TEXT SEGMENT
--*--
Deployment of Pre-Trained Models on Azure Container Services

This post is authored by Mathew Salvaris, Ilia Karmanov and Jaya Mathew.

Data scientists and engineers routinely encounter issues when moving their final functional software and code from their development environment (laptop, desktop) to a test environment, or from a staging environment to production. These difficulties primarily stem from differences between the underlying software environments and infrastructure, and they eventually end up costing businesses a lot of time and money, as data scientists and engineers work towards narrowing down these incompatibilities and either modify software or update environments to meet their needs.

Containers end up being a great solution in such scenarios, as the entire runtime environment (application, libraries, binaries and other configuration files) get bundled into a package to ensure smooth portability of software across different environments. Using containers can, therefore, improve the speed at which apps can be developed, tested, deployed and shared among users working in different environments. Docker is a leading software container platform for enabling developers, operators and enterprises to overcome their application portability issue.

The goal of Azure Container Services (ACS) is to provide a container hosting environment by using popular open-source tools and technologies. Like all software, deploying machine learning (ML) models can be tricky due to the plethora of libraries used and their dependencies. In this tutorial, we will demonstrate how to deploy a pre-trained deep learning model using ACS. ACS enables the user to configure, construct and manage a cluster of virtual machines preconfigured to run containerized applications. Once the cluster is setup, DC/OS is used for scheduling and orchestration. This is an ideal setup for any ML application since Docker containers facilitate ultimate flexibility in the libraries used, are scalable on demand, and all while ensuring that the application is performant.

The Docker image used in this tutorial contains a simple Flask web application with Nginx web server and uses Microsoft's Cognitive Toolkit (CNTK) as the deep learning framework, with a pretrained ResNet 152 model. Our web application is a simple image classification service, where the user submits an image, and the application returns the class the image belongs to. This end-to-end tutorial is split into four sections, namely:

  • Create Docker image of our application (00_BuildImage.ipynb).
--*--
TASK REQUIREMENTS
a) Answer these questions using the post on deploying pre-trained models on Azure Container Services.
(i) Which deep learning framework does the Docker image use?
(ii) What handles scheduling and orchestration once the cluster is set up?
(iii) Which software container platform does the post call a leading one?
b) Reproduce the passage of the post on deploying pre-trained models from "Containers end up" up to and including "application portability issue.".
The rows that follow come from a different source than the post.

DATA SUPPLIED
--*--
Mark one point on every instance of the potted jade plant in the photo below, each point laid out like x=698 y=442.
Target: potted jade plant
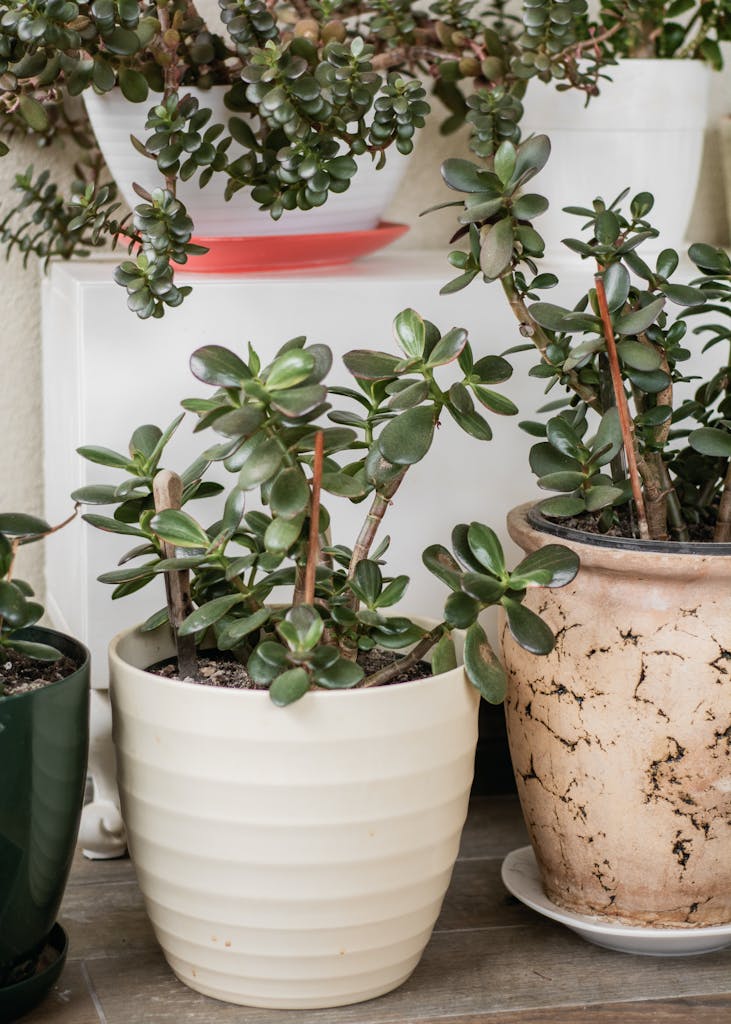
x=283 y=111
x=44 y=705
x=636 y=77
x=619 y=736
x=294 y=757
--*--
ANSWERS PER TASK
a)
(i) Microsoft's Cognitive Toolkit (CNTK)
(ii) DC/OS
(iii) Docker

b)
Containers end up being a great solution in such scenarios, as the entire runtime environment (application, libraries, binaries and other configuration files) get bundled into a package to ensure smooth portability of software across different environments. Using containers can, therefore, improve the speed at which apps can be developed, tested, deployed and shared among users working in different environments. Docker is a leading software container platform for enabling developers, operators and enterprises to overcome their application portability issue.